• _WORK INSTRUCTIONS_: Go through the records and filter out every line lacking the word "verge"; copy the lines that remain.

** RECORDS TO PROCESS follows **

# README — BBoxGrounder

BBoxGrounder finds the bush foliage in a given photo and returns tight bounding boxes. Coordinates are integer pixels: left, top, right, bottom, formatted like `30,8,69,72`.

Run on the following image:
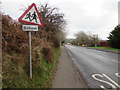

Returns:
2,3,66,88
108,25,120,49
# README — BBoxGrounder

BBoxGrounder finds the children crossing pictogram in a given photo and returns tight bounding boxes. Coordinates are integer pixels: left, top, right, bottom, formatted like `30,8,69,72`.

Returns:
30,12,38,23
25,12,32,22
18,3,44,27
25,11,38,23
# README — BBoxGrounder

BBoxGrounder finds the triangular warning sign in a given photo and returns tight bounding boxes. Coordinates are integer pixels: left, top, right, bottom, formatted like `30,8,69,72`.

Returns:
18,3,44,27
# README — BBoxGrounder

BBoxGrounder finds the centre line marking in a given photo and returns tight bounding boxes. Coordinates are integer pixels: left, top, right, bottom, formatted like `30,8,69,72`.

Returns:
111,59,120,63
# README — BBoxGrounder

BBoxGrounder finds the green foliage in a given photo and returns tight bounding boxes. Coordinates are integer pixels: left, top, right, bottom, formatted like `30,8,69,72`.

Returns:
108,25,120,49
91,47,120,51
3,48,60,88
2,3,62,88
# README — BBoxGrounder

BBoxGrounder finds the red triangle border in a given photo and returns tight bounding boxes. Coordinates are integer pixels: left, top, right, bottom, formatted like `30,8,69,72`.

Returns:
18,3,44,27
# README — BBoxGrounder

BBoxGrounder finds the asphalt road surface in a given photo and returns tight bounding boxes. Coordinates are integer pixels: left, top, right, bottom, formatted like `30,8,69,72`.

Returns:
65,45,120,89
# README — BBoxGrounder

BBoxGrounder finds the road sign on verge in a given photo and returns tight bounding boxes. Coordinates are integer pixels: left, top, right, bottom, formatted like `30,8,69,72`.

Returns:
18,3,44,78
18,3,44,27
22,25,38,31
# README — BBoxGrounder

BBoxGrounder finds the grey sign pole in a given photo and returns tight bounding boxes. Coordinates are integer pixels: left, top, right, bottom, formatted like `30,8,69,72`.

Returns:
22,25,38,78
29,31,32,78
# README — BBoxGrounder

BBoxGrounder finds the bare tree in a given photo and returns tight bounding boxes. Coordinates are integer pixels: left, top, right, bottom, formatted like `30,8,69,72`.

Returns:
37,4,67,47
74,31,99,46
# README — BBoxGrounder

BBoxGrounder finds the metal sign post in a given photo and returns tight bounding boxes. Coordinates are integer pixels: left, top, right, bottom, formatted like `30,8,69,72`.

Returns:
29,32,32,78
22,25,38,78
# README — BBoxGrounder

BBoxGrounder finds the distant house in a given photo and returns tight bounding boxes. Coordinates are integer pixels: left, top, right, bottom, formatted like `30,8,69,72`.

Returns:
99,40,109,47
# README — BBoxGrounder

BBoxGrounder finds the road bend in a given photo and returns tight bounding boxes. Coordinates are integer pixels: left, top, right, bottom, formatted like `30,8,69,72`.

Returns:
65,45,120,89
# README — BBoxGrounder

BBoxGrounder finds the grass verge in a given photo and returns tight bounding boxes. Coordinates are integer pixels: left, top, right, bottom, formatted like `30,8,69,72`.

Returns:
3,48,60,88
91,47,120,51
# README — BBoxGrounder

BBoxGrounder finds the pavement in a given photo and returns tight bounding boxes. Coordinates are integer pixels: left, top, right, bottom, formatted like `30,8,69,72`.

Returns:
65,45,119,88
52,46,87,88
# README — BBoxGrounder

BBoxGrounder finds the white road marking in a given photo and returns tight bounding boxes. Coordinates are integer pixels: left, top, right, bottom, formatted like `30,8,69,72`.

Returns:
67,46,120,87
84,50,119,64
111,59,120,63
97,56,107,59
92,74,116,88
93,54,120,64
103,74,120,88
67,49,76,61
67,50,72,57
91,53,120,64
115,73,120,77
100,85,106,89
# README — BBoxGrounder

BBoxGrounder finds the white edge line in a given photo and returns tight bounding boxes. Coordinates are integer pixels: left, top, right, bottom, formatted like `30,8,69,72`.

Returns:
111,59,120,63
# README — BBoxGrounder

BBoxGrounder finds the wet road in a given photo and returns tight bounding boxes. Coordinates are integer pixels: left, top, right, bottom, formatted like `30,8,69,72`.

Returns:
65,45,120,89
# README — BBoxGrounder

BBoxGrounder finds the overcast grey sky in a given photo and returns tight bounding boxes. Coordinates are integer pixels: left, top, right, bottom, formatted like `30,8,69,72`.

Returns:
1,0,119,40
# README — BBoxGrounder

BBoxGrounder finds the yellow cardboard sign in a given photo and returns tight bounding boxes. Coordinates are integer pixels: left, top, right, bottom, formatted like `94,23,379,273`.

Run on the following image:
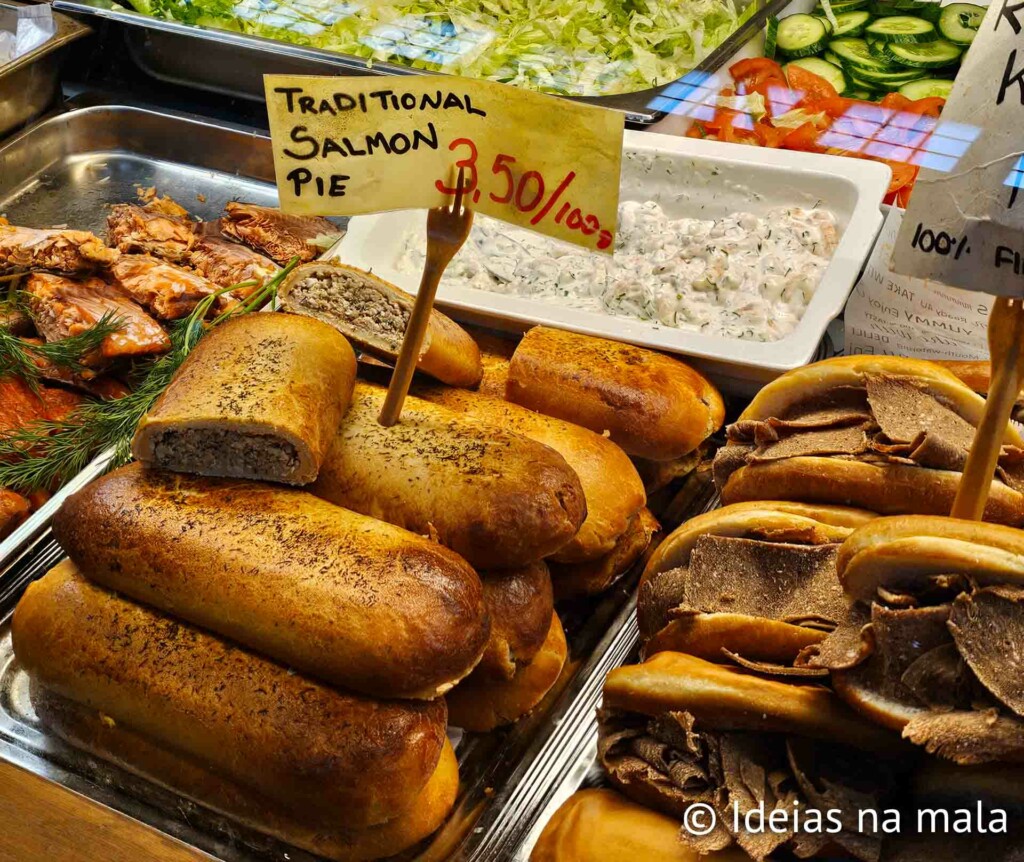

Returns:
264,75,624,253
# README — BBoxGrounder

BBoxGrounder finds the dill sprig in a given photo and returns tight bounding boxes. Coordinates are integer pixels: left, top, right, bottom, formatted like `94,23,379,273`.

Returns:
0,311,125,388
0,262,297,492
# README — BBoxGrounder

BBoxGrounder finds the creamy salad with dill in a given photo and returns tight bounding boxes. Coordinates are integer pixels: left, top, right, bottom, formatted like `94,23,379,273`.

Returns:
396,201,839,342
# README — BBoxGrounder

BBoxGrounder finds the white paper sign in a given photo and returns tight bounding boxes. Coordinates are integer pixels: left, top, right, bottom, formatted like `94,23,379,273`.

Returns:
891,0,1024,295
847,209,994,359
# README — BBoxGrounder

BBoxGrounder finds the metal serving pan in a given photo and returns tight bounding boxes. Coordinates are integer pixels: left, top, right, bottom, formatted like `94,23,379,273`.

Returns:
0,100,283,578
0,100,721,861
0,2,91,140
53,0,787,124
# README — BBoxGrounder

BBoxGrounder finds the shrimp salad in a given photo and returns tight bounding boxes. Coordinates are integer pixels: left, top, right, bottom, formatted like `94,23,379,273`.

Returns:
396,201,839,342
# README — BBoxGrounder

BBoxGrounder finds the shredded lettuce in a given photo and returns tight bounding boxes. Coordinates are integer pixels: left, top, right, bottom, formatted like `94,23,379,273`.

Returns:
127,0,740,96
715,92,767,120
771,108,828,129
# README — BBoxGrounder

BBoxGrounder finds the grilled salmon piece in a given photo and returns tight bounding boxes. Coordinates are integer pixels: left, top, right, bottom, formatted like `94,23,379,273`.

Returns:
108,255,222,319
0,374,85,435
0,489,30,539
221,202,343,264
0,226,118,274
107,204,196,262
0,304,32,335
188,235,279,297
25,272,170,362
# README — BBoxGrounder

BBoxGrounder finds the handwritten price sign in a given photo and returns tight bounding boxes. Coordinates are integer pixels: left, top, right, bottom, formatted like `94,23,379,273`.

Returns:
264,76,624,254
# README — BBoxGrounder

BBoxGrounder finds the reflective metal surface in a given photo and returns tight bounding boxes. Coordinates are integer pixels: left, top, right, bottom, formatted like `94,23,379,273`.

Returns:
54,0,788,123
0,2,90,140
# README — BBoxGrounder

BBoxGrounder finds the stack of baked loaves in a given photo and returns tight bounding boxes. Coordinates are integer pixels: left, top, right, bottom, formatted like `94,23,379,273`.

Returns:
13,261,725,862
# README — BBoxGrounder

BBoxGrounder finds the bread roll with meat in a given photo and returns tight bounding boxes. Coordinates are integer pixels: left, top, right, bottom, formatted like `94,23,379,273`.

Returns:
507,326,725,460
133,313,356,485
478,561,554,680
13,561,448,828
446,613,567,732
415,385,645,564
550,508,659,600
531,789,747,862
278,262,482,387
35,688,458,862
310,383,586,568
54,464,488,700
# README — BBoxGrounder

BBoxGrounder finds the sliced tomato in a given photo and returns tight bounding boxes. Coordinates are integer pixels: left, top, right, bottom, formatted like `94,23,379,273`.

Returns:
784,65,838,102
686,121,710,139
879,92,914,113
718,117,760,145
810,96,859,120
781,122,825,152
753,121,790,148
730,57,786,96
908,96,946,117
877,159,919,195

** End of RECORDS TO PROCESS **

• _RESPONSE TO THE TASK_:
BBoxGrounder finds the road sign on verge in a given photo and returns tight bounding boxes. Coordinates are integer pixels: left, top, right, bottom, formatted like `30,8,69,72`.
BBoxGrounder finds the grass verge in a given photo and returns tight bounding boxes. Coordinates are integer pixels: left, top, right, bottom, formatted like `30,8,69,72`.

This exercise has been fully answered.